§ What is expected
In the listing below, retype without alteration the lines starting at the one that contains "Check that every instance of the short" and ending at the one that contains "Check that every instance of the overcast", including both of those lines.

§ Extracted data
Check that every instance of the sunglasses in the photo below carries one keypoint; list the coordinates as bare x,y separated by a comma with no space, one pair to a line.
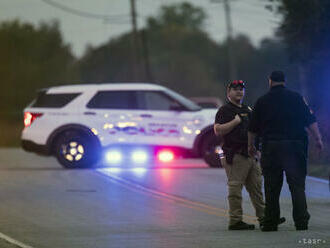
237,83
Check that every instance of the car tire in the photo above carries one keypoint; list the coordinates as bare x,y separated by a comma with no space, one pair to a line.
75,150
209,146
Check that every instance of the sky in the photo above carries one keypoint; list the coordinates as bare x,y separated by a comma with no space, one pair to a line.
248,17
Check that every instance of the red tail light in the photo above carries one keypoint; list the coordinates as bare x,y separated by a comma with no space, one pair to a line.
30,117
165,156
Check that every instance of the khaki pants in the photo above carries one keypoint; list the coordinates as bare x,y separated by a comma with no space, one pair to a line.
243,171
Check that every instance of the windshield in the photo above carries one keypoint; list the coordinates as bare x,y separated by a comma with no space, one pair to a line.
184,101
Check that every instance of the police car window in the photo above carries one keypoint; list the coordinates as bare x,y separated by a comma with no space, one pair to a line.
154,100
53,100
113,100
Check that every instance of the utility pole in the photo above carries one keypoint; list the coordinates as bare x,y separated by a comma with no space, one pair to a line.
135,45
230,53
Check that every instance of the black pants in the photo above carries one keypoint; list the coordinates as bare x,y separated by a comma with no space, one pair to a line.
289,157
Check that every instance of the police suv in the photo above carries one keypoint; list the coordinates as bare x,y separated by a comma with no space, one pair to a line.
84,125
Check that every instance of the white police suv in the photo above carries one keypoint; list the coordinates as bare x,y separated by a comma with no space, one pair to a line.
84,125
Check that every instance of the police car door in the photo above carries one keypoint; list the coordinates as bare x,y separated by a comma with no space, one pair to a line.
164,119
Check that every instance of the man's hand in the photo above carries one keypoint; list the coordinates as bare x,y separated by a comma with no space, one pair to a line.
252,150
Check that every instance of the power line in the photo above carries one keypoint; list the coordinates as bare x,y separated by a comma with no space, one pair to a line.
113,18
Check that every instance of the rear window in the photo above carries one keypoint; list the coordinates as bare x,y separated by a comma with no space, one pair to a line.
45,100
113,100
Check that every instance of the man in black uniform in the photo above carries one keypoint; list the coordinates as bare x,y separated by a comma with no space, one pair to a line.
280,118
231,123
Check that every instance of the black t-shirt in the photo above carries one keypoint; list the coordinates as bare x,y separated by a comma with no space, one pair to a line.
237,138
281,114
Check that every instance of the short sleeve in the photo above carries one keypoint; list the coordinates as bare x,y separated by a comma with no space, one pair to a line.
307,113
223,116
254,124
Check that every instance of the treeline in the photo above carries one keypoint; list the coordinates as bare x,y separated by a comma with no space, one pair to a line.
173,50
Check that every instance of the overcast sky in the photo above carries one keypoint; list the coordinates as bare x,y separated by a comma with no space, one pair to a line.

...

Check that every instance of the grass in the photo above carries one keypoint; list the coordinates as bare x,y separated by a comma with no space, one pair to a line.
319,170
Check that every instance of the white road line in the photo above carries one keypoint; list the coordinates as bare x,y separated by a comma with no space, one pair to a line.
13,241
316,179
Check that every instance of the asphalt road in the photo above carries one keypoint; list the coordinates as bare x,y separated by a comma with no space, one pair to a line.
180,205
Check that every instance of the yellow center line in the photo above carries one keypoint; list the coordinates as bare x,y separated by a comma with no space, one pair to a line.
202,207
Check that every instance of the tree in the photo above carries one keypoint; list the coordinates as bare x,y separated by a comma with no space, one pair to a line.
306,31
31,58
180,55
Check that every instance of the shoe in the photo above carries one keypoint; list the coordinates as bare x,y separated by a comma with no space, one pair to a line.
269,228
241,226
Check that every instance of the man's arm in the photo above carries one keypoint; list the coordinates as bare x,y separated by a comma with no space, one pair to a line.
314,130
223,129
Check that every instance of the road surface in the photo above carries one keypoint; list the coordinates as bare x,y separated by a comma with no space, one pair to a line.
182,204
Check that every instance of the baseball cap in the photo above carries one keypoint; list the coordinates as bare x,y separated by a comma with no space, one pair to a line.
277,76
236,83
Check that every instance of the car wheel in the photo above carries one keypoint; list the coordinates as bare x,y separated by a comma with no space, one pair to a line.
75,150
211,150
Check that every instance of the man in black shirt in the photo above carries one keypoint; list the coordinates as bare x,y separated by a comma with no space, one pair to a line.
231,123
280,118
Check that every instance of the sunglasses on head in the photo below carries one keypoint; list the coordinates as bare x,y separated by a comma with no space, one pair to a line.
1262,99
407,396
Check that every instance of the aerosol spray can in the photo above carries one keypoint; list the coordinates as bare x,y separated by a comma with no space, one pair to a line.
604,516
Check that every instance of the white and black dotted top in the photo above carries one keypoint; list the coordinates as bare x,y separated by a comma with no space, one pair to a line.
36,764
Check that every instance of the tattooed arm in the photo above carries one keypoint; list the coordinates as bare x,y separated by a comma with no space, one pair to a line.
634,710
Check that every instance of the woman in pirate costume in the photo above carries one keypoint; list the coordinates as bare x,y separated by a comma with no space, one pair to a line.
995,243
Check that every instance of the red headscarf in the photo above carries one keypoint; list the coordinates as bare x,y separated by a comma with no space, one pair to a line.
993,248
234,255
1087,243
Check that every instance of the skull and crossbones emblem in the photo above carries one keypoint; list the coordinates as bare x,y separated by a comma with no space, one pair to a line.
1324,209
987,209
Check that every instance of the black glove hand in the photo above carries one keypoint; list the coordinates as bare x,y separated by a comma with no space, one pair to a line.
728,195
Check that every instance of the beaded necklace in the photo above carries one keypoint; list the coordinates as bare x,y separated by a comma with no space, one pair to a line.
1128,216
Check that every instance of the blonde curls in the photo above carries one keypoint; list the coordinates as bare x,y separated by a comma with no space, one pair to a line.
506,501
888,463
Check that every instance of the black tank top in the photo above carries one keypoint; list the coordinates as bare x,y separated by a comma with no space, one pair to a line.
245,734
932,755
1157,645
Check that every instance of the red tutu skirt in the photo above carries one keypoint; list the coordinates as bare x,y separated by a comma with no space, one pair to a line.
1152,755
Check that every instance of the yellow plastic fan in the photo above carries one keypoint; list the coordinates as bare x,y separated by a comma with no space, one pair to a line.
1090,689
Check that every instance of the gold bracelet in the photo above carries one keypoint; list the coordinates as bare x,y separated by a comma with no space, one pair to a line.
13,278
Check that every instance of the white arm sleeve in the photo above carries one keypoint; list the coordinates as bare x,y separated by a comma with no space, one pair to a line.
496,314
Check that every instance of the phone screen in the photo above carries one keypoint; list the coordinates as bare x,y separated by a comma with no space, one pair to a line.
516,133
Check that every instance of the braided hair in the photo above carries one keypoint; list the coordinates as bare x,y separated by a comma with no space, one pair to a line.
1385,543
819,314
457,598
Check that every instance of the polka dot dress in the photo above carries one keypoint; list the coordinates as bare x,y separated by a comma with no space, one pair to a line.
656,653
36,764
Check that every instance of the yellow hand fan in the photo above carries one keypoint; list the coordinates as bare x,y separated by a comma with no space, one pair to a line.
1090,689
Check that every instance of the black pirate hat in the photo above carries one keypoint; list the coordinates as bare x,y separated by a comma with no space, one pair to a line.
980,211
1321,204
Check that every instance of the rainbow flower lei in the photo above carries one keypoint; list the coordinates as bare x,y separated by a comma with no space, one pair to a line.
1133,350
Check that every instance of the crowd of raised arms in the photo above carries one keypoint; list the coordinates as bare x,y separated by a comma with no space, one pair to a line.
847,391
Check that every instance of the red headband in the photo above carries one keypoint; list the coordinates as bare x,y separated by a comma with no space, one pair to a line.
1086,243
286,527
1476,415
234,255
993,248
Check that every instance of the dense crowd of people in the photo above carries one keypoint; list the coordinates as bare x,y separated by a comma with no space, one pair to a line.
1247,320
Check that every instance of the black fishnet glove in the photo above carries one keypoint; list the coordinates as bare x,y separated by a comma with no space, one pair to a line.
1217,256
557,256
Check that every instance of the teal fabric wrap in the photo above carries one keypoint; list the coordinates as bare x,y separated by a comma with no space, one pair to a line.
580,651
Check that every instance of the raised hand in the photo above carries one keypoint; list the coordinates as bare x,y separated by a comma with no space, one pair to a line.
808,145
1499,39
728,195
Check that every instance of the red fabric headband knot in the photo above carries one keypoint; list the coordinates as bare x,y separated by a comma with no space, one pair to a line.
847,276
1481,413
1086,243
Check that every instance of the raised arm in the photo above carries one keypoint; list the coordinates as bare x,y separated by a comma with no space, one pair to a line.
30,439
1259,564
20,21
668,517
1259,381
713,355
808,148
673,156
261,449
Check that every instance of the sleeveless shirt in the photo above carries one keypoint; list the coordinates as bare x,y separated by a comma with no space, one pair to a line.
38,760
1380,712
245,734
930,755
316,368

--

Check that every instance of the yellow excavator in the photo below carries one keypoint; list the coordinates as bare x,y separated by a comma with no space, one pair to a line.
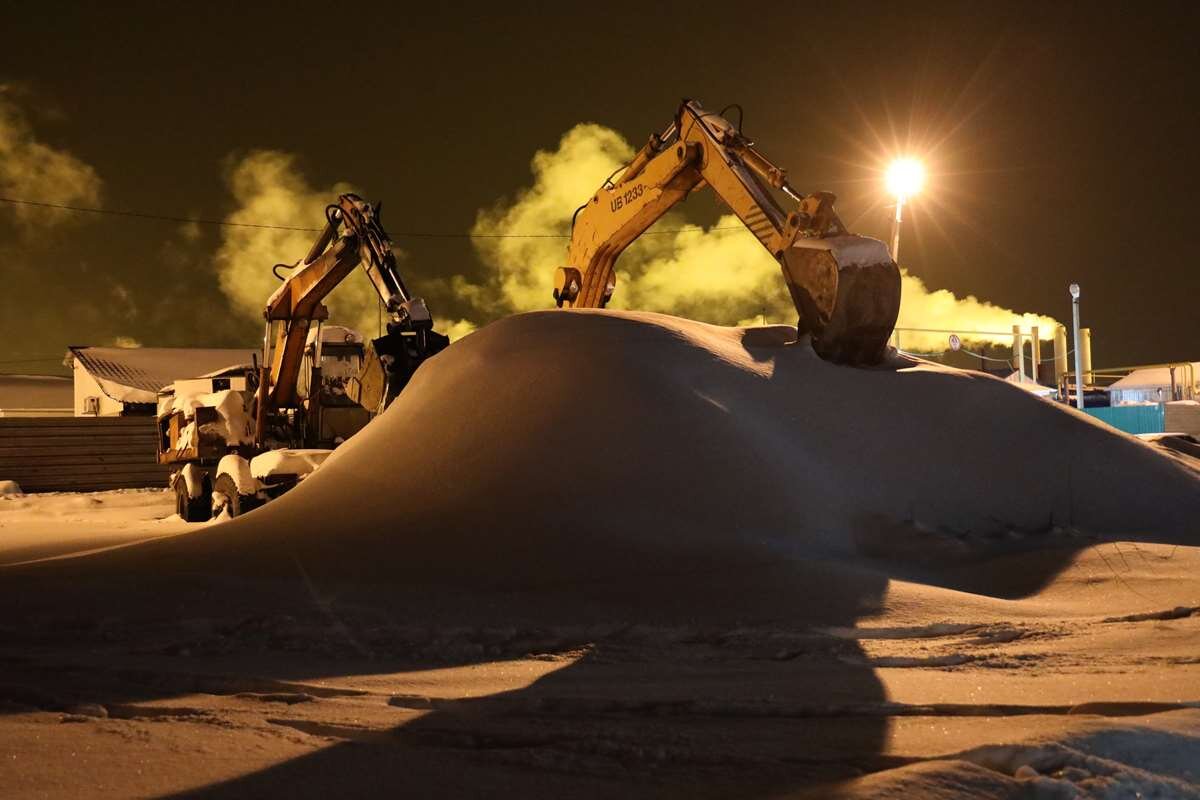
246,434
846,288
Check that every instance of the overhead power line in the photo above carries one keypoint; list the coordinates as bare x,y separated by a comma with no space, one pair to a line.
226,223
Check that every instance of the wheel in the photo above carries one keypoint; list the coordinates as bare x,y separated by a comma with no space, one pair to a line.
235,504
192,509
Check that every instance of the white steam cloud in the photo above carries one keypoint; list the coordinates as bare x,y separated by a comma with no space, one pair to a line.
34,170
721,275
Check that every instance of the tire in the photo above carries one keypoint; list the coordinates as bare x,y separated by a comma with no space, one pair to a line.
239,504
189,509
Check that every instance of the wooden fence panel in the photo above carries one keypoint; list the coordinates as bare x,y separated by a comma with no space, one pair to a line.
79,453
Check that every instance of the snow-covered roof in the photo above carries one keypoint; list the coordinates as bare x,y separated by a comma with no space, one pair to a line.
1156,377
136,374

§ Exercise response
Check that every instance of the short sleeve in the photo above carries one keypoint; list the coordinates as bare x,y separated by a comma with no space, one pair to a line.
307,113
223,116
254,124
Check that every instance of the treeline in the photo above carries one keypoint; list the coordinates as bare x,y separated by a comma with no space, one pair to a line.
173,50
Check that every instance of the overcast sky in the photo above carries one keypoint; list the coordinates as bare x,y separated by a comma with no space, one pair to a line.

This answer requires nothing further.